### Übungstext
☆ ☆ ☆ ☆ ☆

Dem Risswachstum entgegenwirken

Dem Risswachstum entgegenwirkende Faserverbundwerkstoffe werden überall dort eingesetzt, wo Materialien hohen Kräften ausgesetzt sind und gleichzeitig möglichst leicht sein sollen. Die hohen Festigkeiten dieser Werkstoffgruppe werden durch das Zusammenspiel aus verstärkenden Fasern mit einer sie umgebenden Matrixkomponente erreicht.

Bei einer Beschädigung der Matrix, die z. B. aus Epoxid- oder Polyesterharzen bestehen kann, verhindern diese Verstärkungsfasern in begrenztem Rahmen das plötzliche Auseinanderbrechen. Doch sind Risse erst einmal vorhanden, können sie schnell so stark wachsen, dass auch die Faserverstärkung auf ihre Grenzen trifft und das Bauteil versagt.

Thomas Lehr:

„Man kann versuchen, Risse von außen mit flüssigem Harz zu tränken und damit zu versiegeln. Doch die Schäden, die sich weiter unter der Oberfläche befinden, sind damit nicht zu erreichen. Wir setzen deshalb im Inneren des Werkstoffs an und heilen Risse gleich, sobald sie entstehen.“

Selbstheilenden, glasfaserverstärkte Faserverbundwerkstoffe

Die Arbeitsgruppe von Dr. Frank Gähr hat sich im Rahmen eines Forschungsprojektes mit selbstheilenden, glasfaserverstärkten Faserverbundwerkstoffen beschäftigt und überzeugende Ergebnisse erzielt: Einzelne Lagen der verwendeten Glasfasergewebe eines Bauteils werden gegen Glashohlfasergewebe ausgetauscht. Die Hohlkanäle der Fasern werden zuvor in einem aufwändigen Verfahren mit flüssigen Chemikalien gefüllt.

☆ ☆ ☆ ☆ ☆

### Aufgabe A
Erklären Sie anhand des Übungstextes in ein bis drei Sätzen, weshalb laut Thomas Lehr im Inneren des Werkstoffs angesetzt wird, um Risse zu heilen.
### Aufgabe B
Schreiben Sie aus dem Übungstext den Abschnitt ab, der mit den Worten „Bei einer Beschädigung“ beginnt und mit „das Bauteil versagt.“ endet.
Die Datensätze werden für diese Aufgaben nicht gebraucht.

☆ ☆ ☆ ☆ ☆

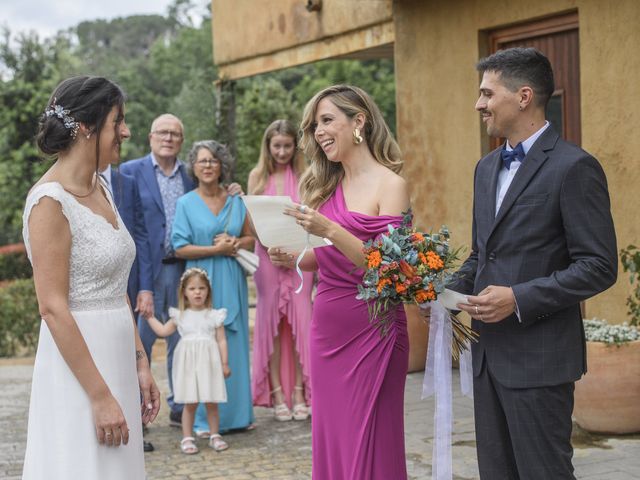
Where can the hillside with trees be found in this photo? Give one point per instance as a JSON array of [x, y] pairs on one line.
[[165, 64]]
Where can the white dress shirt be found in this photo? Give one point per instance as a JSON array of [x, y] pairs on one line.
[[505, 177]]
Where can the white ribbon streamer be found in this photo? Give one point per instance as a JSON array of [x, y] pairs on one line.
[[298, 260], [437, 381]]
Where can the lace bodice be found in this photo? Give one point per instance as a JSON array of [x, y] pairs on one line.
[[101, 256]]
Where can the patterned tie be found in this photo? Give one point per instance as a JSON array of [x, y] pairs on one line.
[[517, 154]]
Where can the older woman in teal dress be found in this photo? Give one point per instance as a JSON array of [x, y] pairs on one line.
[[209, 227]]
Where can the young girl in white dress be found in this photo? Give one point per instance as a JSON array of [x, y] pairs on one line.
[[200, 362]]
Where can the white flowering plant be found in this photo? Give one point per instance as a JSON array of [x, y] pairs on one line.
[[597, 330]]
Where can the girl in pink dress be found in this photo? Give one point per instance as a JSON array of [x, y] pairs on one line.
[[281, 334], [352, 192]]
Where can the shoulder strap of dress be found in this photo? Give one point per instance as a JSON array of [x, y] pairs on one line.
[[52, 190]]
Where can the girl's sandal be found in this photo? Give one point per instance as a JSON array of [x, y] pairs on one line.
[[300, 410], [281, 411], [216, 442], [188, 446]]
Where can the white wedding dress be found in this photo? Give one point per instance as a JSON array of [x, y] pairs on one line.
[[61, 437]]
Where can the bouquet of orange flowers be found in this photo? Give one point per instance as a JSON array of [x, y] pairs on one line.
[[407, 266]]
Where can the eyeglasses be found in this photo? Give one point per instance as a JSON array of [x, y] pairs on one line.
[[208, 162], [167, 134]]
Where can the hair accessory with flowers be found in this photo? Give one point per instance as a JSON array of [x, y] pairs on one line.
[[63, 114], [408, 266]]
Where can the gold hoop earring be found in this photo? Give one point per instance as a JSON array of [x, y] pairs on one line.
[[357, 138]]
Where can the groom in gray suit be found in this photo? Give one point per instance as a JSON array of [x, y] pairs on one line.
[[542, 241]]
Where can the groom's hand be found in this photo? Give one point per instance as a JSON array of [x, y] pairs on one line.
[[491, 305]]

☆ ☆ ☆ ☆ ☆

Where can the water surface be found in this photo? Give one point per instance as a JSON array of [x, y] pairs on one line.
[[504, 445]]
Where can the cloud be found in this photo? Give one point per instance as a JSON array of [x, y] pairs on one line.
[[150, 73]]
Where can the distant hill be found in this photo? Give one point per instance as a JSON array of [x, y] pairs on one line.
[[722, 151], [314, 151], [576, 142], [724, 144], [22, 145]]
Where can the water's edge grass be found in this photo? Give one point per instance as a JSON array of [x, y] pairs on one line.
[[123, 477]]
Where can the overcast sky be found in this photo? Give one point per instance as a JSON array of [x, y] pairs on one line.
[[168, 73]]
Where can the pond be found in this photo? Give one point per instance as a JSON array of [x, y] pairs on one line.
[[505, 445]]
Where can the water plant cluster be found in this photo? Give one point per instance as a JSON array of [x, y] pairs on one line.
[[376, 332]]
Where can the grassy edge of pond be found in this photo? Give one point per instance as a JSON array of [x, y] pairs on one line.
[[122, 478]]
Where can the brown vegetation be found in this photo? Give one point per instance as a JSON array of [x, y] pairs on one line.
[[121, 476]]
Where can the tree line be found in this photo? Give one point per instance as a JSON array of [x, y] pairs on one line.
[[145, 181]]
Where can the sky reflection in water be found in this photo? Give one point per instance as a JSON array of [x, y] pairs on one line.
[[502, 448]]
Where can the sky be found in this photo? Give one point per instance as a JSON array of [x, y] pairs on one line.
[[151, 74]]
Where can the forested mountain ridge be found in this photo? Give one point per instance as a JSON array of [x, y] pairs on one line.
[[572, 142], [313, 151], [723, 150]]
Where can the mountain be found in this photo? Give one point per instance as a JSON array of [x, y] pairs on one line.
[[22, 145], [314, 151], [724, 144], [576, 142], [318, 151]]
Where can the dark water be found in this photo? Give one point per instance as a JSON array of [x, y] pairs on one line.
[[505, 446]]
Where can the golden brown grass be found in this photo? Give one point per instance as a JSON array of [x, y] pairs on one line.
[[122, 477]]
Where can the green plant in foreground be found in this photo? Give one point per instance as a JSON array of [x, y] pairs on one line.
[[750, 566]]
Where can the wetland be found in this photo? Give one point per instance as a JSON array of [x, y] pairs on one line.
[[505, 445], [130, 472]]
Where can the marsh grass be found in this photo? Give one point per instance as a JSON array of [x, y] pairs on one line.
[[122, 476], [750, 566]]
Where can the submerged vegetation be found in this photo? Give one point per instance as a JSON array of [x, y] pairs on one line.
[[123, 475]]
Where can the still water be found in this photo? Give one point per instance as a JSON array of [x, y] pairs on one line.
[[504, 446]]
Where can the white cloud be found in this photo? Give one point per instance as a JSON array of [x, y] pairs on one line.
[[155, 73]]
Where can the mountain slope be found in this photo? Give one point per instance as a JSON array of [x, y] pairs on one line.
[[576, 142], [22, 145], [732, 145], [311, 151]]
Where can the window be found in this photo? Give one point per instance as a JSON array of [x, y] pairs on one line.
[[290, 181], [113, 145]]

☆ ☆ ☆ ☆ ☆

### Antwort A
Risse lassen sich zwar von außen mit flüssigem Harz tränken und versiegeln. Schäden, die weiter unter der Oberfläche liegen, sind auf diese Weise jedoch nicht zu erreichen. Deshalb setzt man im Inneren des Werkstoffs an und heilt Risse, sobald sie entstehen.

### Antwort B
Bei einer Beschädigung der Matrix, die z. B. aus Epoxid- oder Polyesterharzen bestehen kann, verhindern diese Verstärkungsfasern in begrenztem Rahmen das plötzliche Auseinanderbrechen. Doch sind Risse erst einmal vorhanden, können sie schnell so stark wachsen, dass auch die Faserverstärkung auf ihre Grenzen trifft und das Bauteil versagt.